To do >>
Only the lines holding the word "ground" are wanted; copy each of them from the listing.

•••

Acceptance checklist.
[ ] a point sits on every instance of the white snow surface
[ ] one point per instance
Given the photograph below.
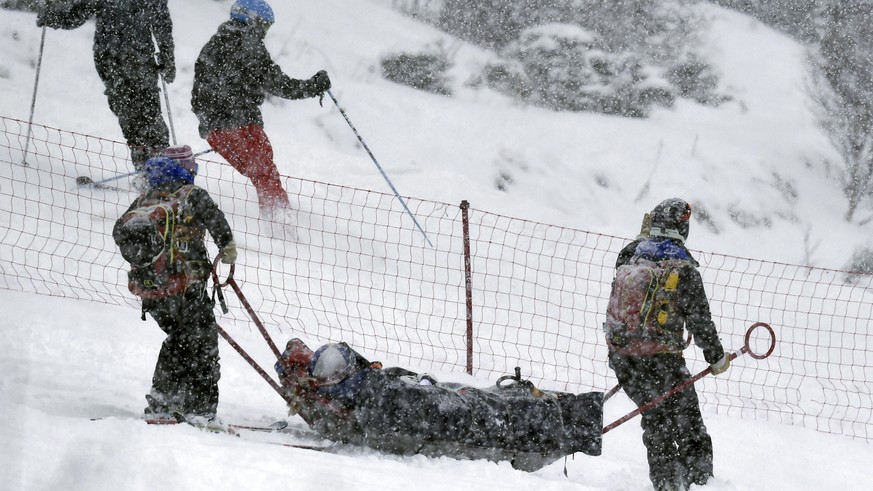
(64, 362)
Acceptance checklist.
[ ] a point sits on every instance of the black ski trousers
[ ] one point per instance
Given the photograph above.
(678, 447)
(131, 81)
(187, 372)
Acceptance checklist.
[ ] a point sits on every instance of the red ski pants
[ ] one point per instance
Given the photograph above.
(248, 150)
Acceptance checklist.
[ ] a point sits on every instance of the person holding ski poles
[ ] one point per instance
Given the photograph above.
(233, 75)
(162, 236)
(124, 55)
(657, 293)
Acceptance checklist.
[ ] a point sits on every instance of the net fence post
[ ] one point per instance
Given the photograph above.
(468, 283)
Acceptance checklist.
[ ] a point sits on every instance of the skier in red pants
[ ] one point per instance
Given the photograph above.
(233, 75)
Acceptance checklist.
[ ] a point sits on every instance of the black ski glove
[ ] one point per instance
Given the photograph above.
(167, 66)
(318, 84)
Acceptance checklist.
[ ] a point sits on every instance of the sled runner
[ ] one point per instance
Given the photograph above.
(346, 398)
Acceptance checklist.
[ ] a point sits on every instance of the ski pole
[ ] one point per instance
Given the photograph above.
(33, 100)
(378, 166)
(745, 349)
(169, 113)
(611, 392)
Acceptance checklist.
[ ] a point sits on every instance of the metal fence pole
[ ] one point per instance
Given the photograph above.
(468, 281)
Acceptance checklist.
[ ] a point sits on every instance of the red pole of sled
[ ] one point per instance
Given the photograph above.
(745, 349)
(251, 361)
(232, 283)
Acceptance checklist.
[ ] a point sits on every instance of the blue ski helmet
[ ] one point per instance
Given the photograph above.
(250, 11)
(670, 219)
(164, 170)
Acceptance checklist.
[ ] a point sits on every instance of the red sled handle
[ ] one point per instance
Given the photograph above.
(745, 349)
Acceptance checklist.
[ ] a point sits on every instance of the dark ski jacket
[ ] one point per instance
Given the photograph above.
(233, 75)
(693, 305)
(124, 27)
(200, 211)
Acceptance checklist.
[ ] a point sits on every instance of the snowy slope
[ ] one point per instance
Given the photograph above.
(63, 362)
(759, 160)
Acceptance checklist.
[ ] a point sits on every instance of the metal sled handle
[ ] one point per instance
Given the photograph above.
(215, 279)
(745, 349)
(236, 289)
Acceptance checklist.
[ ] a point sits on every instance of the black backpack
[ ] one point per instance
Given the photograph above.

•••

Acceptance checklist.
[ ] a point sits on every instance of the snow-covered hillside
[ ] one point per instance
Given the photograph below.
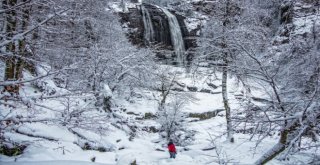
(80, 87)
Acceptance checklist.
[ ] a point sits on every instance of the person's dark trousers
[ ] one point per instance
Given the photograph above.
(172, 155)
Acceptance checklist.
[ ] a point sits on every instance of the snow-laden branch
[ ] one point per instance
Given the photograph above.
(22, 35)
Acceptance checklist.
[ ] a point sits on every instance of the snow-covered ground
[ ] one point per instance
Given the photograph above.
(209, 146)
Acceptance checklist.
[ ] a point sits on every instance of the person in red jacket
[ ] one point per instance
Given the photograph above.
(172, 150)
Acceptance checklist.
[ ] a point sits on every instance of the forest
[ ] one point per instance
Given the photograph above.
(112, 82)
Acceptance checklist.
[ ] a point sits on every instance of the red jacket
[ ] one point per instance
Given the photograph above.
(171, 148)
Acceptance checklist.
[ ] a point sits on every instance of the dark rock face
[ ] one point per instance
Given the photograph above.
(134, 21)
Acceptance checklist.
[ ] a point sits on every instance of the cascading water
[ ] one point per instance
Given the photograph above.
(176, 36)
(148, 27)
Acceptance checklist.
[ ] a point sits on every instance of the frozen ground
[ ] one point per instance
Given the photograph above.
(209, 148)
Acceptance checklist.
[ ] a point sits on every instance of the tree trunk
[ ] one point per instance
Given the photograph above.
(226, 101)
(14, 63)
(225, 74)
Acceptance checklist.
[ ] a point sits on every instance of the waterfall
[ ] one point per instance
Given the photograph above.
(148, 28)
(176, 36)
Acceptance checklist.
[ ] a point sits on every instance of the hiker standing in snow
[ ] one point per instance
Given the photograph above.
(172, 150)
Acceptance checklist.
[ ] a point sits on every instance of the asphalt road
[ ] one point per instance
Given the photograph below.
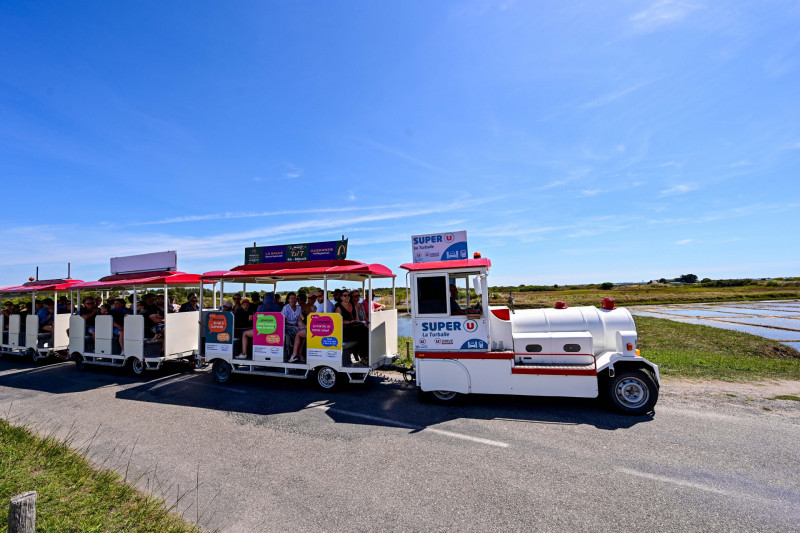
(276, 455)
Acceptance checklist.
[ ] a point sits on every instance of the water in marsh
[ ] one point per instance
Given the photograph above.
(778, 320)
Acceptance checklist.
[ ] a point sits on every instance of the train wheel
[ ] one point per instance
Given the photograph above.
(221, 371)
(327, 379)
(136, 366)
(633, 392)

•••

Expected answer >>
[ ] a point sits on every instance of the snow-covered ground
[ ] a point sits on every instance of the frozen ground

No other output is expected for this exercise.